Task to complete: Every line below that holds the word "reflection" must be listed.

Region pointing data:
+===+

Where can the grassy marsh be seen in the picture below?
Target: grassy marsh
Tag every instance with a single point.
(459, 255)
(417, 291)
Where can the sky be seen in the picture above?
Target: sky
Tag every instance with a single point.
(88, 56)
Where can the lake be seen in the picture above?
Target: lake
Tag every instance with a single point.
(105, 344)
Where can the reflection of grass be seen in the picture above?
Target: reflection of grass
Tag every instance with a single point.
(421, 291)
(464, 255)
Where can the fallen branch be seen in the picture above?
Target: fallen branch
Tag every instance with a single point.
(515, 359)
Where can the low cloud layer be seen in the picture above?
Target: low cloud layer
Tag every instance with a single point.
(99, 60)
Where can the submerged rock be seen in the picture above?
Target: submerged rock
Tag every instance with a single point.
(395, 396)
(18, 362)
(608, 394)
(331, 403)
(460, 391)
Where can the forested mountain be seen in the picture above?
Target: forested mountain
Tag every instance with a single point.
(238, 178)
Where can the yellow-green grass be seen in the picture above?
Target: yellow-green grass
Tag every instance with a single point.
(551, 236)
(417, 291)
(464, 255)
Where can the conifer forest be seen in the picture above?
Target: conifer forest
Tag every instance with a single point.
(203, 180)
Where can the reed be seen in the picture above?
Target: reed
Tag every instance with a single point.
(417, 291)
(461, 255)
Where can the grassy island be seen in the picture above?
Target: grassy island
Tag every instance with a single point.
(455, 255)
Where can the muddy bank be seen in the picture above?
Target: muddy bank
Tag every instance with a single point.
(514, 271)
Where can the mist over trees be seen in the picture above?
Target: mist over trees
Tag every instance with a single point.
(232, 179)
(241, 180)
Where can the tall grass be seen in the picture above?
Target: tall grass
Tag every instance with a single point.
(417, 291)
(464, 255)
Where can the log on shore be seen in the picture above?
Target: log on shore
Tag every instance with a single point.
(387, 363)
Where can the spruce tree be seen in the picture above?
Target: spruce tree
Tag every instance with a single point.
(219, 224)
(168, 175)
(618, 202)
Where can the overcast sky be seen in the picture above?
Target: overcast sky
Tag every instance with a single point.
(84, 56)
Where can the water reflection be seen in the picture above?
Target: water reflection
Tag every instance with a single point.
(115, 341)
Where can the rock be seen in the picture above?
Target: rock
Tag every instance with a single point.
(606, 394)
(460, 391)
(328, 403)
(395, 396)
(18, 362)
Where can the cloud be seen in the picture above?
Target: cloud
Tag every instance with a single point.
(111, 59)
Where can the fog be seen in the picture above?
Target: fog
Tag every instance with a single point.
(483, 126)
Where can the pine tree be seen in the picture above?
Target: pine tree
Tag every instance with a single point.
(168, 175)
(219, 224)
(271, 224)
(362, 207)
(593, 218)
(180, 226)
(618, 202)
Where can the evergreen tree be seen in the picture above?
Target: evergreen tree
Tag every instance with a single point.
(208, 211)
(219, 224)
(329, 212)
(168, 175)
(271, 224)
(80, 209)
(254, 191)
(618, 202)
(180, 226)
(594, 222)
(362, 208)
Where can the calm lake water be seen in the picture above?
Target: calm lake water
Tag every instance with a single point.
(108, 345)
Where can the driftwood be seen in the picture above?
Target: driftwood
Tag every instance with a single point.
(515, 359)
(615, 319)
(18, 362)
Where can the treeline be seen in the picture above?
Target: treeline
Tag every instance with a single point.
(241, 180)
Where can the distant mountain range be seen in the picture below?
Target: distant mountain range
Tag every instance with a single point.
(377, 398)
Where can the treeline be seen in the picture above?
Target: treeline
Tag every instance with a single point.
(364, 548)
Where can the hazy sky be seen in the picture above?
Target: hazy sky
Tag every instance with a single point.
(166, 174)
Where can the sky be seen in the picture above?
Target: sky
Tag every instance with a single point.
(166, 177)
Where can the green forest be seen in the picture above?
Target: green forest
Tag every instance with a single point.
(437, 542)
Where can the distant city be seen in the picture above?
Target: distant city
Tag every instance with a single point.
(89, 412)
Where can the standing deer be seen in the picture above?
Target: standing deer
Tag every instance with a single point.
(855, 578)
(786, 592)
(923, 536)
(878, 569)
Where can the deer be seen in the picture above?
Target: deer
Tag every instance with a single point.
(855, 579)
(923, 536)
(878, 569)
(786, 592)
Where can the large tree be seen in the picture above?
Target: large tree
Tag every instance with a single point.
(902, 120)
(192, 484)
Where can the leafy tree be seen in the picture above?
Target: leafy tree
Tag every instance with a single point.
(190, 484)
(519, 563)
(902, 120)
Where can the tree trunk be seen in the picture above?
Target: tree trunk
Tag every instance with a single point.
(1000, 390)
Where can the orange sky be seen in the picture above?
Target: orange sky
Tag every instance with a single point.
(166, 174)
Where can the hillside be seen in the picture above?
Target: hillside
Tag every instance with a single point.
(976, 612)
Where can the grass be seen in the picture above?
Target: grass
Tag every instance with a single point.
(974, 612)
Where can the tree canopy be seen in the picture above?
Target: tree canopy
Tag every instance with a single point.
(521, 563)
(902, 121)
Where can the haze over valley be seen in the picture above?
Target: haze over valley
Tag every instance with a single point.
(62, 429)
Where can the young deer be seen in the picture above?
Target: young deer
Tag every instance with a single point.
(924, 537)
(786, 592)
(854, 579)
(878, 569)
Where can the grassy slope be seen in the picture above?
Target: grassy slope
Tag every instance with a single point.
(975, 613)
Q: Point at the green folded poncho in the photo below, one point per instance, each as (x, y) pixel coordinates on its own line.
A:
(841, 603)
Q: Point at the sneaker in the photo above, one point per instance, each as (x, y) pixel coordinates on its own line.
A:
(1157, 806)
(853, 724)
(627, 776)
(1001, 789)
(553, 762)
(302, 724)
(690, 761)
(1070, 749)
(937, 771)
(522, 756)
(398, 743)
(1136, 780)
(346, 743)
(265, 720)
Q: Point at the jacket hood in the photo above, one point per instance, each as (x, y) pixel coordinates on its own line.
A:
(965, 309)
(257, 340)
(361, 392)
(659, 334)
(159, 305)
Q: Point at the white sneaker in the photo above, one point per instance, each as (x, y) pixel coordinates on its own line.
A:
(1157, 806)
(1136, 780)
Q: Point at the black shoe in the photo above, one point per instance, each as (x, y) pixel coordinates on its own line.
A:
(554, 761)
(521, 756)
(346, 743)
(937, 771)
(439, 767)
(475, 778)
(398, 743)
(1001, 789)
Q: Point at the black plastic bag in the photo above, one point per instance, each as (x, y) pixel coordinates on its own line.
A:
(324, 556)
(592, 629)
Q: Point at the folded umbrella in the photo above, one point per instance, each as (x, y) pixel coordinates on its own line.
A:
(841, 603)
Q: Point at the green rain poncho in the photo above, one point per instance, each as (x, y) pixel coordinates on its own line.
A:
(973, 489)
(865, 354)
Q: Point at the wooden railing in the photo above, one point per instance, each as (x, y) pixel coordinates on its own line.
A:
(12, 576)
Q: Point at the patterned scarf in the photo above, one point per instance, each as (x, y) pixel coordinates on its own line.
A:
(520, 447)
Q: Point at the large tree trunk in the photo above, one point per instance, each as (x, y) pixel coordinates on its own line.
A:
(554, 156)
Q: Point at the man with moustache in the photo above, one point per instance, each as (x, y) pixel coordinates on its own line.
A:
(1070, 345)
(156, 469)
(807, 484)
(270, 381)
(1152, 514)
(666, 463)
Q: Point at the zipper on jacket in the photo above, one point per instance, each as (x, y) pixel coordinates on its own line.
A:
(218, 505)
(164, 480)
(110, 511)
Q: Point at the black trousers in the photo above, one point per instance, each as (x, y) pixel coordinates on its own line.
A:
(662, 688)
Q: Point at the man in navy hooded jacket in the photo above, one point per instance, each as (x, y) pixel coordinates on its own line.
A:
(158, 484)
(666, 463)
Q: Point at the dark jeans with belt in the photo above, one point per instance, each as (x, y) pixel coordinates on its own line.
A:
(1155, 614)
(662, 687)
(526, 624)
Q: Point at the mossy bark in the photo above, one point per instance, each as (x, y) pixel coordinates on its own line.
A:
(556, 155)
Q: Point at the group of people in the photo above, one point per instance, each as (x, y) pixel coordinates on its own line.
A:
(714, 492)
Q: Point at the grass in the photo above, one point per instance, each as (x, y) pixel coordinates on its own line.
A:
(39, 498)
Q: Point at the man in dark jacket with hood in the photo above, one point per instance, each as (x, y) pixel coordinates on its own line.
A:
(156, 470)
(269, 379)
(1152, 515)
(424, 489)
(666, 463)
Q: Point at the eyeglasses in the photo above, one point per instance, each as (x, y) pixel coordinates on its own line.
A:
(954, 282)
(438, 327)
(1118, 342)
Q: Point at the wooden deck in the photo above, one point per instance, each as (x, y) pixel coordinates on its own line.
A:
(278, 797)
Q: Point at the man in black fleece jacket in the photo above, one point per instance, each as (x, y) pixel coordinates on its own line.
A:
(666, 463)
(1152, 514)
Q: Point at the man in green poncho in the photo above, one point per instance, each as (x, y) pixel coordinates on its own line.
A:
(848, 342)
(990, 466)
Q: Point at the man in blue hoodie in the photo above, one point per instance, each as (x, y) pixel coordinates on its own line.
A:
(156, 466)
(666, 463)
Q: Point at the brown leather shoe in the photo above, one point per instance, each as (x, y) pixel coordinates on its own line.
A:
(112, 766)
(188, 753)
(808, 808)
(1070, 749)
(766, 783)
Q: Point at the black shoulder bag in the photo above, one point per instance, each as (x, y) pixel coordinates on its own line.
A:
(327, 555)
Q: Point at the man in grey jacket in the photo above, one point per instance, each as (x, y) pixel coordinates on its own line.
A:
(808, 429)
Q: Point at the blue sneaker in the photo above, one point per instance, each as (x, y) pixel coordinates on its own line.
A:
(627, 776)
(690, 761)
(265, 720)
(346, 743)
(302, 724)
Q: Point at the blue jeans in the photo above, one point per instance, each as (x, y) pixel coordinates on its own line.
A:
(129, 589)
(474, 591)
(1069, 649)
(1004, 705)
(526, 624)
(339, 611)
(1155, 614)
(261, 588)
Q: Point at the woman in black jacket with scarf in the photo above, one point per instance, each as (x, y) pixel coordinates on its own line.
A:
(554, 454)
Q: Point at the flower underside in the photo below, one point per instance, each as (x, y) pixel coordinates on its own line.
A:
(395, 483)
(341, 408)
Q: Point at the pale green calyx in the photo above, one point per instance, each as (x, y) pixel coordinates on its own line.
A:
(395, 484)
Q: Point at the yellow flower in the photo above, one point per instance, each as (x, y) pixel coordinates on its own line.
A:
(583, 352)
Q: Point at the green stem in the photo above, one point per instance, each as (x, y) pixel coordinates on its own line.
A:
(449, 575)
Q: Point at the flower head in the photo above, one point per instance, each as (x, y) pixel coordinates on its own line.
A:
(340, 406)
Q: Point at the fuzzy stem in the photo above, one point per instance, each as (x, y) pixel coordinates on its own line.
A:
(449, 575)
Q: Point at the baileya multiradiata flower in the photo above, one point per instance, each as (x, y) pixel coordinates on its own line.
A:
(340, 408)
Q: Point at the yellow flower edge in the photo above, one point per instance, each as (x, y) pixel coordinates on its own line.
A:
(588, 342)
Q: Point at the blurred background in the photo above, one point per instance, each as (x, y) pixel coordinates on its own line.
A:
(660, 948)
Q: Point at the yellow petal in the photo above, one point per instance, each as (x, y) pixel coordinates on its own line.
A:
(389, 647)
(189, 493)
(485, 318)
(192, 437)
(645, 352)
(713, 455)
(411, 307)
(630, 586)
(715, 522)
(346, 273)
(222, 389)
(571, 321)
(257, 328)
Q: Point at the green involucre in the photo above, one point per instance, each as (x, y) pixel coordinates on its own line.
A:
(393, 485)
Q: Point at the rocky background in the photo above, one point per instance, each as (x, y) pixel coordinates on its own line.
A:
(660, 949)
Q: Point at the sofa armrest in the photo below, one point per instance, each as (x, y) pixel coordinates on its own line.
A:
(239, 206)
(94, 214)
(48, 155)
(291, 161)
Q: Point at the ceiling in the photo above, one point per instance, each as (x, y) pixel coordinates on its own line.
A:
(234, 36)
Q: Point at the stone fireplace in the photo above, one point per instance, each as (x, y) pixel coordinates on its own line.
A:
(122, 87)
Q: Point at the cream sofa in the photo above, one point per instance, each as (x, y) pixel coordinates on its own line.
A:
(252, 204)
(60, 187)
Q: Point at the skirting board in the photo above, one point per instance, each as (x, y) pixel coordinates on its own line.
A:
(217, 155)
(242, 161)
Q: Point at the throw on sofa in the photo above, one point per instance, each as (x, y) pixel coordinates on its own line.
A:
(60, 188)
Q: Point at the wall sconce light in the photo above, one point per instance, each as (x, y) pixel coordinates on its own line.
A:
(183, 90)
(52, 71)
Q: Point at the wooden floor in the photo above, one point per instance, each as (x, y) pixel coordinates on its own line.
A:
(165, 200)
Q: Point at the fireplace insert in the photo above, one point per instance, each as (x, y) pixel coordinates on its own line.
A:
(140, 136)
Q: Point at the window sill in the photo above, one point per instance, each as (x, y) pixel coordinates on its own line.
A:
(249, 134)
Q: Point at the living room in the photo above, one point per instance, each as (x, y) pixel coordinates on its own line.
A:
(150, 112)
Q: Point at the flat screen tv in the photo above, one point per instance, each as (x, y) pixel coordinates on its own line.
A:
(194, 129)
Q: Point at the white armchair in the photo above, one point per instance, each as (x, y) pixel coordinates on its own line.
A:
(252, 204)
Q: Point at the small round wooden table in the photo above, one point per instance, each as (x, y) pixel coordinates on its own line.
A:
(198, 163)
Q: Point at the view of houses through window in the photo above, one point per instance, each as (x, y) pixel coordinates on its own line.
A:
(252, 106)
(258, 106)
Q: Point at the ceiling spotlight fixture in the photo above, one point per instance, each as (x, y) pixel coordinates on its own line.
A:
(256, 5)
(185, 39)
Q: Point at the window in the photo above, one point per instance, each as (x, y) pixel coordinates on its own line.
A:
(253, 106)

+===+

Solution to the exercise:
Where can the reflection of grass be seen in the picture above?
Target: reflection of grass
Where can the water reflection be seen in the picture above?
Target: water reflection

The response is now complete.